- [Source excerpt]
Download the dataset Health Care Cost per Employee.csv . In this dataset you will
find data on small to mid sized local business and they’re health care costs (in
thousands, and actually it’s a bunch of other benefit costs as well, but just pretend its
health care costs and ignore why the numbers seem so high).
There are two variables, the first is the number of employees that a company has. This number ranges from a single employee up to about 100 employees. The second variable represents the average cost in benefits associated with employees.
You’ll notice if you scatter plot, benefits for a small number of employees is quite
high (image paying single payer health insurance for a few people and their families
in addition to insuring them at work Ect. Ect.).
You are tasked with the following:
1. Develop a model for estimating the average or expected average cost of benefits based on the number of employees a company has. If you develop a parametric model, provide the model.
If you develop a non parametric model, graphically represent your model overlaid on top of a scatterplot of the data. In either case document how you arrived at your final model.
2. Create a 95% confidence interval for E(avg. cost|55 employees). That is, compute a 95% confidence interval for the average cost of benefits per employee for all companies that have 55 employees.
3. Create a 95% prediction interval for E(avg.cost|55 employees).
4. Add your results from part 2 and 3 to your scatterplot

[Object detection material]
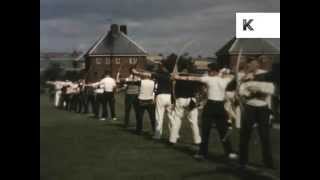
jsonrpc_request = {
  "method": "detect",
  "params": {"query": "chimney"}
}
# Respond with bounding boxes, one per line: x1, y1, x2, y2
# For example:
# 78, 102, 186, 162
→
120, 25, 127, 35
110, 24, 119, 34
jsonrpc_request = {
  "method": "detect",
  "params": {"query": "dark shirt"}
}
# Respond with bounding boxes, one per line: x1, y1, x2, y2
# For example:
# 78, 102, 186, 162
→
175, 80, 202, 98
151, 72, 171, 95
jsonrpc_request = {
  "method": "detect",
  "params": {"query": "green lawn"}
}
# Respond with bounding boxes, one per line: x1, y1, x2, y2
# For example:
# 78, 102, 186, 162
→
40, 95, 280, 180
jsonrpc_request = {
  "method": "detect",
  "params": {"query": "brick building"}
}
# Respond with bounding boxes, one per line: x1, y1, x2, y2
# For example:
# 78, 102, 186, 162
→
83, 24, 147, 82
216, 38, 280, 70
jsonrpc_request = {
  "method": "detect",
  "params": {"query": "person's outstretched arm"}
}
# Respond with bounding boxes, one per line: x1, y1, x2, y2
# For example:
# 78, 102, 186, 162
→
132, 69, 152, 78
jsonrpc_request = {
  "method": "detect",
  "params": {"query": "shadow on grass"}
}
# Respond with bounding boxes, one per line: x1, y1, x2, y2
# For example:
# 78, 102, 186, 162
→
181, 165, 280, 180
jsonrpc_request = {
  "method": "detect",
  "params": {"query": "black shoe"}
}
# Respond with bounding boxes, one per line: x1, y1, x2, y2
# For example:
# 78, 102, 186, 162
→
168, 142, 177, 147
193, 153, 206, 161
135, 131, 142, 135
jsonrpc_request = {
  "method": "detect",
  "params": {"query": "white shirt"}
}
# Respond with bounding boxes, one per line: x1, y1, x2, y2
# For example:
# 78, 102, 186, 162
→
94, 85, 104, 94
239, 81, 275, 107
200, 76, 232, 101
94, 76, 117, 92
138, 79, 154, 100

- [What is needed] According to the health care cost assignment, what range does the number of employees per company cover? The material isn't needed here.

- [Exercise output] It ranges from a single employee up to about 100 employees.